2006年11月28日 | Weblog
「ミスティックリバー」「ミリオンダラーベイビー」を
返しに行くついでに何か借りようかと思ったが、借り
たいものが見つからずそのまま帰ってきた。
どうも「蔦屋」の陳列は判りづらく、何がどこにある
かさっぱりだ。
監督別にしてもらうのが一番なのだが、一般的には主
演別或いはジャンル別ということになってしまうんだ
ろう。

仕方ないのでその足で車検に出していた車を引き取り
に行った。
恐る恐る納品書を見ると16万5千円という数字が目
に飛び込んできた。
なにー16万5千円と。
部品交換と、今回からリサイクル料(1万5千円)と
いうものが含まれてこういうことになってしまったの
だ。
まあ、リサイクル料というのは仕方ない。
その他で15万か。
気分が一気に盛り下がる。
こちらの予想金額は13万程だったのでその差3万。
ったく、とため息ひとつ。

こういう時は気分を変えて、というか愚痴の一つも
ということで蕎麦を食べに行く。
*-*-*
** やること **
**1)** ブログ記事によると、車検の費用に含まれていたリサイクル料はいくらですか。
**2)** ブログ記事の「なにー16万5千円と。」から「ということで蕎麦を食べに行く。」までを、両端の語句も含めて書き写してください。

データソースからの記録
*-*-*
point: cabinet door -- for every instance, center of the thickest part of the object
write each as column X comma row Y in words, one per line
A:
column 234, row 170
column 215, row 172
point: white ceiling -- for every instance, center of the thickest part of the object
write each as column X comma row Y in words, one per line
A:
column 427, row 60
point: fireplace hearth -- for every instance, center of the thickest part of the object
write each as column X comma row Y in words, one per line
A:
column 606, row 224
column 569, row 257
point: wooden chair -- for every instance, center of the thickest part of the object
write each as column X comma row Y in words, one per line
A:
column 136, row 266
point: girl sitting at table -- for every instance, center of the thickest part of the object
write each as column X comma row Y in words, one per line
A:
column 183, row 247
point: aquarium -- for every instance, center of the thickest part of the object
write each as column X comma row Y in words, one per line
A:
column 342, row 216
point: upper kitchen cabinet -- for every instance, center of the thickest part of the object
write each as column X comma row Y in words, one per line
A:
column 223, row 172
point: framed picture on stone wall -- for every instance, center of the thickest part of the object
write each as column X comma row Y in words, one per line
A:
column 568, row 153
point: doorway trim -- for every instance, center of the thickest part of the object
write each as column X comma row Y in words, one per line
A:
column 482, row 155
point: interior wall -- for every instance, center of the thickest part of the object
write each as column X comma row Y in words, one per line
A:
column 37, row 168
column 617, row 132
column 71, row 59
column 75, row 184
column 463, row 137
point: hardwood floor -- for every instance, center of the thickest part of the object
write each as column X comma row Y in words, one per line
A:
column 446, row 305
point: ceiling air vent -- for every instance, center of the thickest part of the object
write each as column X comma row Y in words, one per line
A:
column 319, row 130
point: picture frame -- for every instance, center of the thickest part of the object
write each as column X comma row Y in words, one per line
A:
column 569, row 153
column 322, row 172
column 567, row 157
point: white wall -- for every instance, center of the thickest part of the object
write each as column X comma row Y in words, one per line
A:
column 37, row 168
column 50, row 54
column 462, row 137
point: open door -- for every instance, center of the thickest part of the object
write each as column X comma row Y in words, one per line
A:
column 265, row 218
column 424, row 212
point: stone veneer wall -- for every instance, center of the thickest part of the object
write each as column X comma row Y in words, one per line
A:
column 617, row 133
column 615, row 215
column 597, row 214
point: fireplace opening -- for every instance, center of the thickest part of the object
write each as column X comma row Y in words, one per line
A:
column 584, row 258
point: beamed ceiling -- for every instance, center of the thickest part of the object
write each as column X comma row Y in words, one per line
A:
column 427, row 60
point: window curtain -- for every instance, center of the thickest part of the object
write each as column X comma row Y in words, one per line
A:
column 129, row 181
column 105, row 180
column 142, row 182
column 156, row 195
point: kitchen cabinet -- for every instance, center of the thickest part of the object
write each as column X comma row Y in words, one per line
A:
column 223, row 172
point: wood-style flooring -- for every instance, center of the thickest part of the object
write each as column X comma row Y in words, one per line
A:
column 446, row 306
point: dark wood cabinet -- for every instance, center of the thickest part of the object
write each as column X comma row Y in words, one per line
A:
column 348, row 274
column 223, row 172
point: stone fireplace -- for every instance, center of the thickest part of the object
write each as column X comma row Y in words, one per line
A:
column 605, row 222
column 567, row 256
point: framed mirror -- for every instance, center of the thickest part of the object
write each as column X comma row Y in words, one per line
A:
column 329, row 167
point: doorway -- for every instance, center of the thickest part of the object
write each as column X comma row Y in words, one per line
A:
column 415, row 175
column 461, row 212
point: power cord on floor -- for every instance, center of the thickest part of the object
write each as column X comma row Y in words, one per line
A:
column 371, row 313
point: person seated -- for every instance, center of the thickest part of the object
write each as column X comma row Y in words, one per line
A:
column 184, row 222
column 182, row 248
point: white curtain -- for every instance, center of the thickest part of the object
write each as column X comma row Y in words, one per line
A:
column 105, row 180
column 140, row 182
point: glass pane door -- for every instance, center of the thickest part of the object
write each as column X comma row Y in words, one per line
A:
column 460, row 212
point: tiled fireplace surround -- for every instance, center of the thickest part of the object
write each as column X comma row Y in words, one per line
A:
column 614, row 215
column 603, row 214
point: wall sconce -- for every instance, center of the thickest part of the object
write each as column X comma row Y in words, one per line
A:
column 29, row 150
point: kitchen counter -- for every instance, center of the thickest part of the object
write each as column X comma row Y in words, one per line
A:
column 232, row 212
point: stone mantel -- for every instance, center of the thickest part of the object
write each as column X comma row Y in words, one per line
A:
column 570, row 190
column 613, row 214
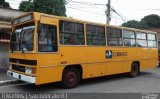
*-*-*
** 実施結果 **
**1)** 1万5千円

**2)**
なにー16万5千円と。
部品交換と、今回からリサイクル料(1万5千円)と
いうものが含まれてこういうことになってしまったの
だ。
まあ、リサイクル料というのは仕方ない。
その他で15万か。
気分が一気に盛り下がる。
こちらの予想金額は13万程だったのでその差3万。
ったく、とため息ひとつ。

こういう時は気分を変えて、というか愚痴の一つも
ということで蕎麦を食べに行く。